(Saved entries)
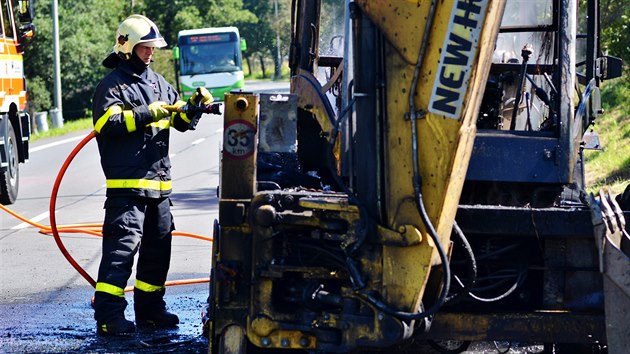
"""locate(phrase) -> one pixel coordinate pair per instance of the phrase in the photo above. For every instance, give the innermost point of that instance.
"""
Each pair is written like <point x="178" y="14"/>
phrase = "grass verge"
<point x="610" y="167"/>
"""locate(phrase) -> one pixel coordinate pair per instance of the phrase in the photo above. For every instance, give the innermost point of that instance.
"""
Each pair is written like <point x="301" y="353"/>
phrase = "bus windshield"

■ **Required work**
Show the lines above with "written".

■ **Answer space**
Each pair is written like <point x="178" y="14"/>
Each pair is written like <point x="301" y="353"/>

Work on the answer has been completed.